What you have to do: A single number is all that's needed: how many lines in the data contain the string "clicks".
=====
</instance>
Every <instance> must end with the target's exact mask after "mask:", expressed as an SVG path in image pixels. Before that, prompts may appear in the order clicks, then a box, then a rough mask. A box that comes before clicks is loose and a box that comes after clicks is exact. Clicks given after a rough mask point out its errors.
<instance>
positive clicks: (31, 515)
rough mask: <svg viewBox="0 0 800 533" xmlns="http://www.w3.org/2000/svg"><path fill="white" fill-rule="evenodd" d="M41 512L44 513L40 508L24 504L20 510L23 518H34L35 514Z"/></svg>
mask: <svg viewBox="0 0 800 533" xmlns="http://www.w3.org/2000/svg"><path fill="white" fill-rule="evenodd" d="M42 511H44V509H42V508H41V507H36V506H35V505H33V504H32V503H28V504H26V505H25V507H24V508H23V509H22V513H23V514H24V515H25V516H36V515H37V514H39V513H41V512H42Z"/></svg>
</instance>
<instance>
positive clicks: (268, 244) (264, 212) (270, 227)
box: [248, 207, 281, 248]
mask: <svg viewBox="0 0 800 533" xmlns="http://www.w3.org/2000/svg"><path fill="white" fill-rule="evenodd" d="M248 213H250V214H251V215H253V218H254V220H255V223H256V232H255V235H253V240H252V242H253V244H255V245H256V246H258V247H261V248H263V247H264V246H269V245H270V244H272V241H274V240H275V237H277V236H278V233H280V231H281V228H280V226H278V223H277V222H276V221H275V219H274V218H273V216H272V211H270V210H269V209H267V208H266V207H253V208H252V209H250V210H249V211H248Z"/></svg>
=====
Response to the task: 3